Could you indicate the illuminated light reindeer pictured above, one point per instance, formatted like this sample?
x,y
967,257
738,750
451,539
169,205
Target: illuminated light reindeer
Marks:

** TASK PROMPT **
Convert the rows above into a JSON list of strings with one string per line, and omit any blank lines.

** FULL OUTPUT **
[
  "Could you indicate the illuminated light reindeer pictured above, one point per instance, formatted like this sample?",
  "x,y",
  "967,257",
  "738,750",
  "451,539",
  "169,205",
  "Target: illuminated light reindeer",
  "Marks:"
]